[Data excerpts Boundary: Start]

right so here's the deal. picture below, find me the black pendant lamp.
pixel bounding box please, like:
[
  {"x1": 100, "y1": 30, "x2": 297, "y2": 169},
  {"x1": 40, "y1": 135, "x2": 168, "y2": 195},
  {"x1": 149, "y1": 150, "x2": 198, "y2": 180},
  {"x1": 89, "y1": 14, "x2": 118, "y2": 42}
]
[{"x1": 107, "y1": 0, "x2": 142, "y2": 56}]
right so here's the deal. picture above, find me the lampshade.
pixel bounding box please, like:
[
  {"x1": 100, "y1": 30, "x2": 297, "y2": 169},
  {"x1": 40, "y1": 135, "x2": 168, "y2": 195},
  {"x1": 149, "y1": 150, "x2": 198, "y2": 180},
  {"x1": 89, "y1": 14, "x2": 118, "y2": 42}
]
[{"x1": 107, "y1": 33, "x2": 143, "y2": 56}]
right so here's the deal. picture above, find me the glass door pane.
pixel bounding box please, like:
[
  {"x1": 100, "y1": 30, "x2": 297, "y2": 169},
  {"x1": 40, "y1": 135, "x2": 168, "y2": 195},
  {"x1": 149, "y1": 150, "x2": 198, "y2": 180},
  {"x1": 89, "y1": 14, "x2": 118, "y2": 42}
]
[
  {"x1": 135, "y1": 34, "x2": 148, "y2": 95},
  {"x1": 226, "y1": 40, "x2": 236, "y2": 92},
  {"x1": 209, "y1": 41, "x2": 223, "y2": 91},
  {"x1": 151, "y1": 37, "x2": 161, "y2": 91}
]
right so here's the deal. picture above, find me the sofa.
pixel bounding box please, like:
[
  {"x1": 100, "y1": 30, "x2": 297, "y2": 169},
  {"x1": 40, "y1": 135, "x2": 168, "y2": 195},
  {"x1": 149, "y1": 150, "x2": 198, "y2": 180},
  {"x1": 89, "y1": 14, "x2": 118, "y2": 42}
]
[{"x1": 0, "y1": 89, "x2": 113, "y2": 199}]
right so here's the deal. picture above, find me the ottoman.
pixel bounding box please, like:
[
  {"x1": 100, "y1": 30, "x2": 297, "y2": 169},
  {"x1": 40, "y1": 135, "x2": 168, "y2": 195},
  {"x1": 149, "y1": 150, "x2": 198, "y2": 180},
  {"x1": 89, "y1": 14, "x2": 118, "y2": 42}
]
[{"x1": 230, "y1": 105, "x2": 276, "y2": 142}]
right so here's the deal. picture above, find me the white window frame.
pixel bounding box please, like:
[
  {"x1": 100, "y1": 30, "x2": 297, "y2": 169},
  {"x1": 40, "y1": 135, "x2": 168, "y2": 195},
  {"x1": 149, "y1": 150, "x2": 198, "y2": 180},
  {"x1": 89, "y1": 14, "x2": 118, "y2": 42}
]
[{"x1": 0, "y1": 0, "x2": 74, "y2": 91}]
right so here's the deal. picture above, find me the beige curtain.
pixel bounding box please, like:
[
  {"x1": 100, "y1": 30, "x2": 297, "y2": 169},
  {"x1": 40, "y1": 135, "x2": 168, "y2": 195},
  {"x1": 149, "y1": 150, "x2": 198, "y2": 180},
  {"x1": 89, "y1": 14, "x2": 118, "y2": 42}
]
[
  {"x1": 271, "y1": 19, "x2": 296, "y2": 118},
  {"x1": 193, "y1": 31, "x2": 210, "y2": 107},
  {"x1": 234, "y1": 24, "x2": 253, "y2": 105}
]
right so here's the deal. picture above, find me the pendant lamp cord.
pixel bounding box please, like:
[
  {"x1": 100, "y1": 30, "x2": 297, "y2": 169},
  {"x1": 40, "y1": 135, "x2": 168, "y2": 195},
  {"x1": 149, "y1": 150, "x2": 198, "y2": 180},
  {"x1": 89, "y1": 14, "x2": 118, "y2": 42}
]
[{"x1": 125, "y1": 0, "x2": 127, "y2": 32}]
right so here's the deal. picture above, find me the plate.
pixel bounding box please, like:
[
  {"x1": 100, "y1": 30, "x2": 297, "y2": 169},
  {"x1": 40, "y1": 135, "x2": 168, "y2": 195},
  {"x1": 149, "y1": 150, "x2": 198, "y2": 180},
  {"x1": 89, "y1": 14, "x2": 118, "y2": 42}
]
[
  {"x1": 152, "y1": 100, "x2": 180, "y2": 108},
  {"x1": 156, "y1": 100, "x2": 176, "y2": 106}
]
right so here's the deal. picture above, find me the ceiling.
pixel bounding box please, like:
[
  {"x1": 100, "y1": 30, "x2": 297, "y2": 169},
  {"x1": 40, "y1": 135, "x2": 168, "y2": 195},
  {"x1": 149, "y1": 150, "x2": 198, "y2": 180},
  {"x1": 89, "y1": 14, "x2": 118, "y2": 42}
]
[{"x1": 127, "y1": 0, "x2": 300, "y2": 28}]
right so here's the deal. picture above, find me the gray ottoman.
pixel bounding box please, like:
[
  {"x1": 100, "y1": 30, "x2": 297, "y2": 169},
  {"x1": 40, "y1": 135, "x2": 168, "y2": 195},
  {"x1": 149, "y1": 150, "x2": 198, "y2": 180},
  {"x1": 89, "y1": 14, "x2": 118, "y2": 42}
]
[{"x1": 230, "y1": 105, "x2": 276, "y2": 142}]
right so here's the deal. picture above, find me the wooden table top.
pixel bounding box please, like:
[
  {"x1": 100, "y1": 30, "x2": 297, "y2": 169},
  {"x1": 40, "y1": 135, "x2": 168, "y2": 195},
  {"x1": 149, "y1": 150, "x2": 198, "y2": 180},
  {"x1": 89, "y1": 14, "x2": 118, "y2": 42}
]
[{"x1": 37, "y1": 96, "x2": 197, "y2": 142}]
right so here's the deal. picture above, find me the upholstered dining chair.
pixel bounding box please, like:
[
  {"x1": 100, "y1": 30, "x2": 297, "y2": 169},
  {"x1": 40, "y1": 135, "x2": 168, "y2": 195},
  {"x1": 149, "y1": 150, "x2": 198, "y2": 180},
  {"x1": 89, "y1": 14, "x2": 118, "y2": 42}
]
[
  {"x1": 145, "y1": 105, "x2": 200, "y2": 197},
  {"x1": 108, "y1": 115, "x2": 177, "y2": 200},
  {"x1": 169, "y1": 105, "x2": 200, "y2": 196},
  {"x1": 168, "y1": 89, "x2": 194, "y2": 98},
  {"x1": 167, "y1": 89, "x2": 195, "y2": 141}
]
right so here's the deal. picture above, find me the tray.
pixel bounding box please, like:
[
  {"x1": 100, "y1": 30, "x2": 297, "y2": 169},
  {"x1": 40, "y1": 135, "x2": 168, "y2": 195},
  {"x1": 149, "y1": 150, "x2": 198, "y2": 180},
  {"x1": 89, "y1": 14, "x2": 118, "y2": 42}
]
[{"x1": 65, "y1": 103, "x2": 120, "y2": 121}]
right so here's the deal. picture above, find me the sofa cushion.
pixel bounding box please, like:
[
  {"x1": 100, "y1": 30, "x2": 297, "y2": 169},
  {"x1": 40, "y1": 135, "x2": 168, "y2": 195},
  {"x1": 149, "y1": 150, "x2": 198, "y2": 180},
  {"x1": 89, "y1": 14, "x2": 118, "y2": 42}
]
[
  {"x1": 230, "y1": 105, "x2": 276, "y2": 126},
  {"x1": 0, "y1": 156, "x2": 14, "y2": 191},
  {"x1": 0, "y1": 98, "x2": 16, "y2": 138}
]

[Data excerpts Boundary: End]

Reproduce each line from the listing above that includes the word "ottoman".

Solved problem -
right so here's the deal. picture above, find me the ottoman.
right so here's the deal. picture above, find me the gray ottoman.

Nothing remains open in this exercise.